* _PROBLEM TO SOLVE_: This calls for a verbatim copy of all the data, with no images carried over.

Data entries
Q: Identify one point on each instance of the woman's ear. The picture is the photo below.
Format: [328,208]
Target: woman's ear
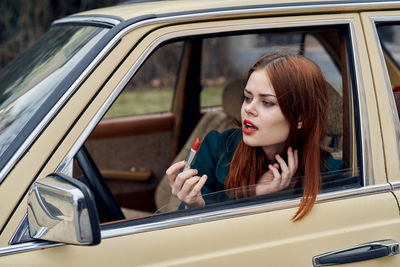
[299,125]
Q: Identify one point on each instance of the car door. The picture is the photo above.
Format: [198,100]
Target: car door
[250,232]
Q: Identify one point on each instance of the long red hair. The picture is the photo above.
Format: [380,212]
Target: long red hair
[301,90]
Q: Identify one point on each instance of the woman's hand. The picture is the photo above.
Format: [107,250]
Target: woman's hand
[186,186]
[273,180]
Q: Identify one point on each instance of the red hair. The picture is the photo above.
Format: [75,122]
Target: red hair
[301,90]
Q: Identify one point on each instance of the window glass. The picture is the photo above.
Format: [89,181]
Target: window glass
[224,59]
[314,50]
[389,36]
[151,89]
[28,81]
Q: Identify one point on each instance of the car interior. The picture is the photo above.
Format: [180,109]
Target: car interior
[198,83]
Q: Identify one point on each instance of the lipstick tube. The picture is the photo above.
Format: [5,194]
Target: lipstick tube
[191,155]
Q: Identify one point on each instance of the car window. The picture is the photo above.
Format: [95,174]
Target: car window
[151,89]
[33,77]
[314,50]
[389,36]
[225,60]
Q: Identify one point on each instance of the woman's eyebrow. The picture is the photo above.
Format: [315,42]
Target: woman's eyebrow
[261,95]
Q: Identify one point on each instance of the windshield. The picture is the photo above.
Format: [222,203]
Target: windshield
[30,79]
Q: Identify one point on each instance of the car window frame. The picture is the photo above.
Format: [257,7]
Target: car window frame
[392,146]
[358,84]
[116,229]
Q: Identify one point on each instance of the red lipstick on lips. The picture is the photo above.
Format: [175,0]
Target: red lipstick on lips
[249,127]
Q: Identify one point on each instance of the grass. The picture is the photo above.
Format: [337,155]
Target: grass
[131,103]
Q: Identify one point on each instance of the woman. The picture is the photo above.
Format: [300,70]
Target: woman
[283,121]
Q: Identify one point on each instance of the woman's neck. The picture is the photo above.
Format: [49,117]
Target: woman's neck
[271,150]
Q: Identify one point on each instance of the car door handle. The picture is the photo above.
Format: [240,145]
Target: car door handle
[367,251]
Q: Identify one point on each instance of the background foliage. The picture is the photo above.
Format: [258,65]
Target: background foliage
[23,21]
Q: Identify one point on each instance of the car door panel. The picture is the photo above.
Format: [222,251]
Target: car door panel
[263,238]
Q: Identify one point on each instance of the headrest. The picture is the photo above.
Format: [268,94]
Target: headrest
[335,112]
[232,98]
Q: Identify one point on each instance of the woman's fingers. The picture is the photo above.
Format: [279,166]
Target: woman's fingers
[291,161]
[197,188]
[191,191]
[180,180]
[187,187]
[171,171]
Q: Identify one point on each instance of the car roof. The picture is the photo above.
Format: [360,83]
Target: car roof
[133,9]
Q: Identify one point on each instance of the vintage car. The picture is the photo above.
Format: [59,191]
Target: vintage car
[92,115]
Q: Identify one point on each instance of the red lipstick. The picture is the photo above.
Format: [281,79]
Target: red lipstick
[192,154]
[249,127]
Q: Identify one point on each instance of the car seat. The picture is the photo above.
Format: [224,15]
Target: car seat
[229,117]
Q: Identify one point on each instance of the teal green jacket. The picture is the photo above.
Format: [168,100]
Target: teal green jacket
[216,152]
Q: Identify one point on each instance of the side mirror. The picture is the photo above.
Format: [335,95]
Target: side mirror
[63,209]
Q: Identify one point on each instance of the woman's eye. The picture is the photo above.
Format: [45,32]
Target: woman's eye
[247,99]
[268,103]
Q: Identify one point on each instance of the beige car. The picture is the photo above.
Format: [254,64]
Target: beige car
[93,114]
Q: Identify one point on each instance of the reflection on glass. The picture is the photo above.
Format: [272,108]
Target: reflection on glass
[389,36]
[330,181]
[26,83]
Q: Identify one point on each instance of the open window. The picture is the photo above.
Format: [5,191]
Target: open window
[194,84]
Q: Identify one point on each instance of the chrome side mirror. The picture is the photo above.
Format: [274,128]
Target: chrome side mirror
[63,209]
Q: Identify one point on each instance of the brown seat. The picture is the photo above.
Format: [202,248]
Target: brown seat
[232,99]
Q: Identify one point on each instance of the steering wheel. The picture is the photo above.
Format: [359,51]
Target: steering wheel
[107,206]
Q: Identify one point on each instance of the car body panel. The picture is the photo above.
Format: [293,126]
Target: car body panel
[236,244]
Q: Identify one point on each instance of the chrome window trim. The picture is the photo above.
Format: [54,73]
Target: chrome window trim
[389,92]
[173,18]
[395,185]
[88,19]
[366,149]
[208,216]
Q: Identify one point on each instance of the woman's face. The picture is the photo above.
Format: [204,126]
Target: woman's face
[263,123]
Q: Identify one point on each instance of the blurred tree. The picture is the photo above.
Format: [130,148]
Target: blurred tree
[23,21]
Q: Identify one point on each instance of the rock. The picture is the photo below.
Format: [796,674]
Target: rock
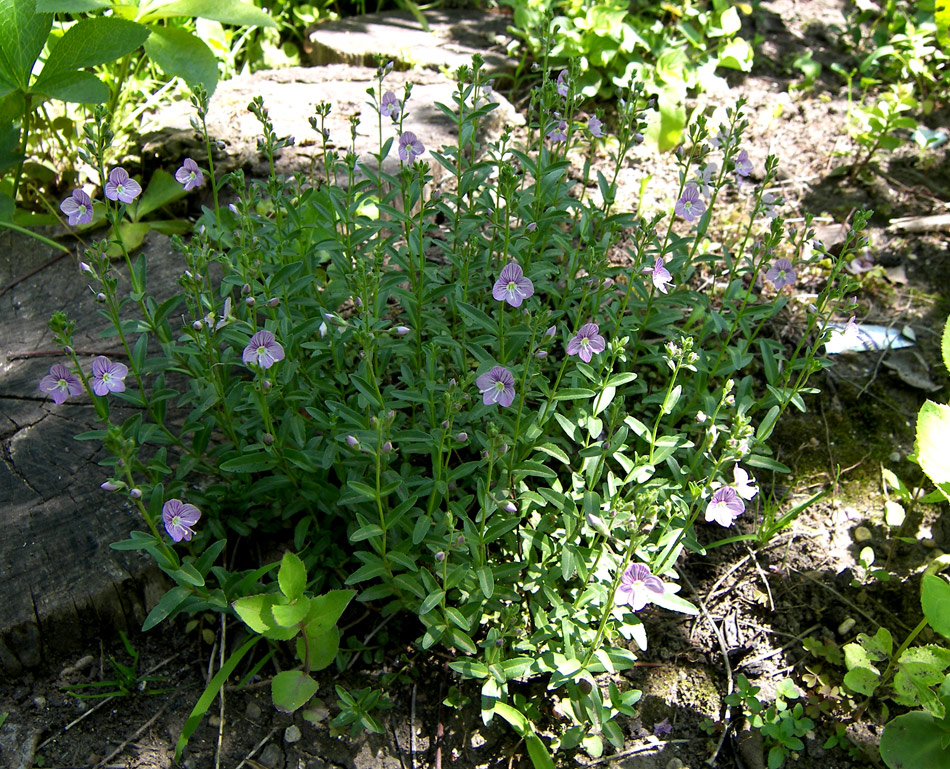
[272,756]
[453,36]
[291,95]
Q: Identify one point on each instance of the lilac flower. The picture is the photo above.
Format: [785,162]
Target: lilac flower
[108,376]
[512,286]
[120,187]
[409,147]
[725,506]
[78,207]
[263,350]
[743,164]
[661,275]
[690,206]
[189,175]
[497,386]
[636,586]
[390,106]
[704,177]
[587,342]
[60,383]
[558,134]
[744,484]
[781,274]
[179,517]
[662,727]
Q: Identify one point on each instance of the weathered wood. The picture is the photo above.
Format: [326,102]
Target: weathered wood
[62,584]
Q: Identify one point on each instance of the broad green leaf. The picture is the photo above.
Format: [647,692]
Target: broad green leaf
[292,576]
[168,603]
[292,689]
[71,6]
[225,11]
[933,441]
[181,54]
[935,601]
[914,741]
[77,87]
[23,33]
[90,42]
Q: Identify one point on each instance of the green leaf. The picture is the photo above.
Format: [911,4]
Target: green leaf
[90,42]
[914,741]
[933,441]
[162,189]
[292,576]
[208,695]
[292,689]
[23,33]
[935,601]
[224,11]
[249,463]
[168,603]
[180,54]
[76,87]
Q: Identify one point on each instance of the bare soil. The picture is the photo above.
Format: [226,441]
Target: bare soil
[759,606]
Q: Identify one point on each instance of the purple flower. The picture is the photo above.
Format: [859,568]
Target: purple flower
[263,350]
[781,274]
[391,106]
[586,343]
[725,506]
[409,147]
[512,286]
[744,484]
[179,517]
[661,275]
[189,175]
[120,187]
[559,134]
[60,383]
[743,164]
[662,727]
[636,585]
[497,386]
[690,206]
[78,207]
[108,376]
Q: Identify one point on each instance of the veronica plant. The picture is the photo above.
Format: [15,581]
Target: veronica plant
[453,402]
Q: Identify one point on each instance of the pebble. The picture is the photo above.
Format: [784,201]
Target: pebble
[272,757]
[862,534]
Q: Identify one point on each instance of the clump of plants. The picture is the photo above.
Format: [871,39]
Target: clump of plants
[502,406]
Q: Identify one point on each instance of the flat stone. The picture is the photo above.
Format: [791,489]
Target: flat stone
[290,96]
[453,36]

* _WRITTEN ANSWER_:
Q: Identify one point on each instance of the woman's ear. The picture is the photo below.
Format: [328,208]
Target: woman's ear
[299,125]
Q: Identify one point on each instance of the car door. The picture is the photo above.
Format: [198,100]
Target: car door
[250,232]
Q: Identify one point on each instance of the long red hair. The picture is the photo above.
Format: [380,212]
Target: long red hair
[301,90]
Q: Identify one point on each instance of the woman's hand. The picture is the photo above.
Format: [107,250]
Target: woman's hand
[186,186]
[273,180]
Q: Identify one point on each instance of the red hair. The picture is the photo above.
Format: [75,122]
Target: red hair
[301,90]
Q: Identify one point on each instance of the window glass. The picture is the photo above.
Format: [89,181]
Target: window glass
[224,59]
[314,50]
[389,36]
[151,89]
[28,81]
Q: Identify one point on each instance of the car interior. The picture is the photo above.
Format: [180,109]
Target: car interior
[198,83]
Q: Identify one point on each instance of the lipstick tube. The picture is the photo above.
Format: [5,194]
Target: lipstick tube
[191,155]
Q: Identify one point on each instance of the car window. The picture is the photo above.
Format: [95,174]
Target: car window
[151,89]
[33,77]
[314,50]
[389,36]
[225,60]
Q: Identify one point on each instance of the woman's eyebrow. The picture is the photo above.
Format: [315,42]
Target: woman's eyebrow
[261,95]
Q: Identify one point on each instance of the windshield. The picture is the photo above.
Format: [222,203]
Target: windshield
[30,79]
Q: Identify one point on each instance of the car window frame. The picture is the photo above.
Format: [257,7]
Target: car window frame
[392,146]
[358,84]
[116,229]
Q: Identify one point on each instance of the red lipstick on lips. The picture is the photo above.
Format: [175,0]
Target: red lipstick on lips
[249,127]
Q: Identify one point on each instance of the grass. The picture is the photo above.
Format: [337,155]
Target: grass
[131,103]
Q: Identify one point on each instance of the woman. The picture is the photo above.
Format: [300,70]
Target: woman
[283,121]
Q: Identify one point on each instance of the woman's neck. The picture is the photo above.
Format: [49,117]
Target: woman's neck
[271,150]
Q: Identify one point on each instance of the car door handle. The picture is the photo above.
Format: [240,145]
Target: car door handle
[367,251]
Q: Identify one point on each instance of the background foliage. The picture is the photo above.
Format: [258,65]
Target: background foliage
[23,21]
Q: Identify one point on each instance of the car door panel. The picture is the photo above.
Format: [222,251]
Target: car door panel
[263,238]
Q: Identify one point on each instance of the headrest. The picture is the photo above.
Format: [268,94]
Target: headrest
[335,112]
[232,98]
Q: Identify one point on each instance of the woman's fingers. The picture is the photo above.
Format: [279,166]
Target: woman's fingers
[291,161]
[197,188]
[191,191]
[180,180]
[187,187]
[171,171]
Q: Identify one point on each instance of the car roof. The picture is the photo above.
Format: [360,83]
Target: car roof
[133,9]
Q: Identify one point on each instance of the vintage car. The picture is the photo above.
Format: [59,191]
Target: vintage car
[92,115]
Q: Identify one point on each instance of the red lipstick. The picture is the photo above.
Format: [281,79]
Target: red lipstick
[192,154]
[249,127]
Q: Identify one point on each instance of the car seat. The picture is the photo above.
Format: [224,15]
Target: car seat
[229,117]
Q: Identify one point on each instance of the teal green jacket. The picture is the photo above.
Format: [168,100]
Target: teal green jacket
[216,152]
Q: Identify one point on each instance of the side mirror. The picture is the photo above.
Format: [335,95]
Target: side mirror
[63,209]
Q: Identify one point on each instance of the woman's eye. The picture is the photo above.
Format: [45,32]
Target: woman's eye
[247,99]
[268,103]
Q: Identify one point on each instance of the beige car. The picture is the photo above.
Format: [254,64]
Target: beige car
[93,114]
Q: Identify one point on each instance of the reflection on glass. The picture is the photo above.
Format: [272,108]
Target: reflection on glass
[389,36]
[330,181]
[26,83]
Q: Identify one point on each instance of the open window. The picture is the photo above.
Format: [5,191]
Target: open window
[194,84]
Q: Identify one point on each instance of the chrome side mirror. The picture is the photo above.
Format: [274,128]
Target: chrome side mirror
[63,209]
Q: Identify one point on each instance of the brown seat. The picture is the photo above.
Format: [202,248]
Target: brown seat
[232,99]
Q: Identify one point on each instance of the steering wheel. The picture is the photo above.
Format: [359,51]
Target: steering wheel
[107,206]
Q: Identify one point on each instance of the car body panel. The picture is the photo above.
Format: [293,126]
Target: car body panel
[236,244]
Q: Identify one point on each instance of the chrome window trim. The picture is the photo above.
Format: [54,73]
Target: chrome window trim
[389,92]
[173,18]
[395,185]
[88,19]
[366,149]
[208,216]
Q: Identify one point on each instance of the woman's face. The picture is the photo above.
Format: [204,126]
Target: woman's face
[263,123]
Q: Identify one point on each instance of the blurred tree. The picture is the photo above.
Format: [130,148]
Target: blurred tree
[23,21]
Q: Identify one point on each instance of the rock. The picture is the photo below.
Format: [796,674]
Target: rock
[272,756]
[453,36]
[291,95]
Q: Identify one point on each instance of the lilac flower. The picture is the photo above.
Format: [785,162]
Target: lilac flower
[108,376]
[512,286]
[120,187]
[409,147]
[725,506]
[78,207]
[263,350]
[743,164]
[661,275]
[690,206]
[189,175]
[497,386]
[636,586]
[390,106]
[704,177]
[587,342]
[60,383]
[558,134]
[744,484]
[781,274]
[179,517]
[662,727]
Q: Identify one point on each instance of the weathered wood. The picture is the photo above.
Format: [326,102]
Target: weathered wood
[62,584]
Q: Identify one point on each instance of the broad green leaf. The picture is the photo above.
Format: [647,692]
Target: broad green leaf
[292,576]
[168,603]
[292,689]
[71,6]
[225,11]
[933,441]
[181,54]
[935,601]
[914,741]
[77,87]
[23,33]
[90,42]
Q: Identify one point on each instance of the green leaf. The picture is the photo above.
Format: [911,4]
Target: green leaf
[90,42]
[914,741]
[933,441]
[162,189]
[292,576]
[208,695]
[292,689]
[23,33]
[935,601]
[224,11]
[249,463]
[168,603]
[180,54]
[76,87]
Q: Identify one point on each instance of the bare soil. The picture is the photo above.
Format: [226,441]
Target: bare soil
[759,606]
Q: Identify one point on each instance of the purple flower. The picture is the photo above.
Format: [859,568]
Target: purple flower
[263,350]
[781,274]
[391,106]
[586,343]
[725,506]
[409,147]
[512,286]
[744,484]
[179,517]
[661,275]
[189,175]
[120,187]
[559,134]
[60,383]
[743,164]
[662,727]
[636,585]
[497,386]
[690,206]
[78,207]
[108,376]
Q: Identify one point on each instance of the veronica plant. The picture is the photo above.
Format: [15,581]
Target: veronica plant
[453,402]
Q: Identify one point on each instance of the pebble. The picture is the photo above.
Format: [784,201]
Target: pebble
[272,757]
[862,534]
Q: Identify one point on each instance of the clump of plants. The picture is the photo above.
Format: [871,39]
Target: clump of plants
[502,406]
Q: Identify one point on each instance of the flat stone. The picture is the photo above.
Format: [791,489]
Target: flat stone
[290,96]
[453,36]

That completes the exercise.